#### DESCRIPTION OF THE TASK
Reproduce the full listing that follows, matching it exactly.
(EXERCISE DATA)
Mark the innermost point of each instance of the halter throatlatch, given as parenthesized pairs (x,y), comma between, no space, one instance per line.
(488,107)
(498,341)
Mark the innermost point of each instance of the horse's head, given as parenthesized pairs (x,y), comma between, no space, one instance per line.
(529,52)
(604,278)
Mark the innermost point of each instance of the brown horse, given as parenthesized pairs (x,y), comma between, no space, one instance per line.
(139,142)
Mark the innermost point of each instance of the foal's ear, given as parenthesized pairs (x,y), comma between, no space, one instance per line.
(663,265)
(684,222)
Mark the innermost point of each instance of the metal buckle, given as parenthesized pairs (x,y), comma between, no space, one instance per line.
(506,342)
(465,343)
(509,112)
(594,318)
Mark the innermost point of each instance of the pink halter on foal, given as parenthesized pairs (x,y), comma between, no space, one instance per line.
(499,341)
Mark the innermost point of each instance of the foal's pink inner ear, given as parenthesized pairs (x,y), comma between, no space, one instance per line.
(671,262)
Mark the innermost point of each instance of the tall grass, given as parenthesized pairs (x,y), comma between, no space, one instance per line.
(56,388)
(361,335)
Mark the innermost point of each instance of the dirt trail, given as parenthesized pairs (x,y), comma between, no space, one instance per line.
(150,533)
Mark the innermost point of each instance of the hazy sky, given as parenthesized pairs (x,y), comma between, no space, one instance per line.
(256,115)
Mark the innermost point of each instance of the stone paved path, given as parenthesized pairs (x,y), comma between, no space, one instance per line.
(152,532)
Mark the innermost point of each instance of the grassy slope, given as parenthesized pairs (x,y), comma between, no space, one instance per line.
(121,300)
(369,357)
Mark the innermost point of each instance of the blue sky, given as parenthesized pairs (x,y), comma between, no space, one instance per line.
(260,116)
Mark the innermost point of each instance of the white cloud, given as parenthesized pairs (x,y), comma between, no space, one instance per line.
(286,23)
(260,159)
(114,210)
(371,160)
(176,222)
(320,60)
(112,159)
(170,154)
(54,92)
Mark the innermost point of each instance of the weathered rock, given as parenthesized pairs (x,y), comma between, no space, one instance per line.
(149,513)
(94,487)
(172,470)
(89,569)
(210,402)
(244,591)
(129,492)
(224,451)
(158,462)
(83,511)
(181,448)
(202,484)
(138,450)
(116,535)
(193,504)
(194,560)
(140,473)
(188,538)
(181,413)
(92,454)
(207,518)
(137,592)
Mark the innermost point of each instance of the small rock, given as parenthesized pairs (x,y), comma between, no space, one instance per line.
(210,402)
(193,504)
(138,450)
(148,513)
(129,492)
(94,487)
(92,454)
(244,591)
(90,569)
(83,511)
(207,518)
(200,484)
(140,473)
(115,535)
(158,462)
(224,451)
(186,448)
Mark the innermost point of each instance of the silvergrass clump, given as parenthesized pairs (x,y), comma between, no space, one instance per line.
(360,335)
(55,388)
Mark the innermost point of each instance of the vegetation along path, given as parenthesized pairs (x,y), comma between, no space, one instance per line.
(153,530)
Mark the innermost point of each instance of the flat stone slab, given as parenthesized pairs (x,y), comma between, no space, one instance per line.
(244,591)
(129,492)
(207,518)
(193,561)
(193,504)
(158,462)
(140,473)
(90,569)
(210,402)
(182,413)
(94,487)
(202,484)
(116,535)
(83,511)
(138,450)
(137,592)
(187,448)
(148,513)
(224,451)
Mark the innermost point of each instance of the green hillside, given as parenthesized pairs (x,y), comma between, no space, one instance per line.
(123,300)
(End EXERCISE DATA)
#### ANSWER SECTION
Mark the innermost point of each instance of the halter throatlatch, given as parenthesized pairs (x,y), comma between, no space, one instance per line.
(488,107)
(498,341)
Mark the innermost point of each instance of the horse's head, given as parenthesized pairs (x,y), comma between, no space, one instance per line.
(529,52)
(604,278)
Mark the innermost point of each instance of the brown horse, given as parenthesized pairs (x,y), comma between, no space, one instance per line.
(139,142)
Mark the innermost point of each instance of the foal's ear, given as parenthesized pairs (x,y), comma between, no space, one instance per line.
(663,265)
(684,222)
Mark the innermost point of each instance of the metal buckle, given as parenthesized pairs (x,y), comma between, no space, one instance per line.
(506,342)
(465,343)
(509,112)
(594,318)
Mark the innermost point of each instance of the pink halter on foal, given as parenthesized pairs (x,y), comma between, no space, one instance per line.
(499,341)
Mark the innermost point of each instance of the foal's pink inner ear, given as parenthesized pairs (x,y), comma between, no space, one instance per line.
(671,262)
Mark the innermost point of each instance of the tall grass, given as parenthesized pairs (x,y), comma between, no space, one instance per line.
(56,388)
(361,335)
Mark the innermost point of each instance of the dirt trail, given as parenthesized pairs (x,y), comma between, no space, one instance per line.
(150,533)
Mark the innermost point of each instance of the hazy sky, given as parenthesized pairs (x,y), comma between, no space, one instance per line.
(256,115)
Mark the innermost point of each instance of the stone paved path, given as parenthesized pairs (x,y), comma between, no space, one instance per line.
(152,532)
Mark the innermost point of each instance of the grassy slope, given as parenthesized pairs (x,y), comma between, no space, one instance per line.
(121,300)
(369,357)
Mark the innermost point of each instance of the blue sky, given as parenthesized pairs (x,y), comma between, no space, one instance per line.
(260,116)
Mark the innermost point of each instance of the white cloud, given as parenthesized pairs (x,y), comma between, no space, one instance per line.
(286,23)
(260,159)
(114,210)
(371,160)
(176,222)
(320,60)
(112,159)
(170,154)
(54,92)
Mark the innermost point of each instance of the weathered rock, given as parenthesized pairs (x,y), comma between, no space, one instance per line.
(149,513)
(94,487)
(172,470)
(89,569)
(210,402)
(244,591)
(129,492)
(224,451)
(158,462)
(83,511)
(181,448)
(202,484)
(138,450)
(116,535)
(193,504)
(194,560)
(140,473)
(188,538)
(181,413)
(92,454)
(207,518)
(137,592)
Mark the innermost point of each instance of the small rock, given as parenthesized pairs (x,y), comma between, no space, one instance per line.
(210,402)
(193,504)
(138,450)
(148,513)
(129,492)
(94,487)
(92,454)
(244,591)
(90,569)
(83,511)
(207,518)
(200,484)
(140,473)
(115,535)
(158,462)
(224,451)
(186,448)
Mark the innermost point of each instance of the silvergrass clump, given as parenthesized pairs (x,y), comma between, no space, one instance per line.
(360,335)
(55,388)
Mark the innermost point of each instance of the vegetation along path, given as parenthesized pairs (x,y), comma between, no space, one instance per line.
(153,530)
Mark the innermost point of each instance of the flat stone slab, given as parenthesized pairs (x,y), comma between, no space, one instance per line.
(244,591)
(129,492)
(207,518)
(193,561)
(193,504)
(158,462)
(140,473)
(90,569)
(210,402)
(182,413)
(94,487)
(202,484)
(116,535)
(83,511)
(138,450)
(137,592)
(187,448)
(148,513)
(224,451)
Mark the innermost point of each instance of the green hillside, given as parenthesized pairs (x,y), comma between, no space, one instance per line.
(123,300)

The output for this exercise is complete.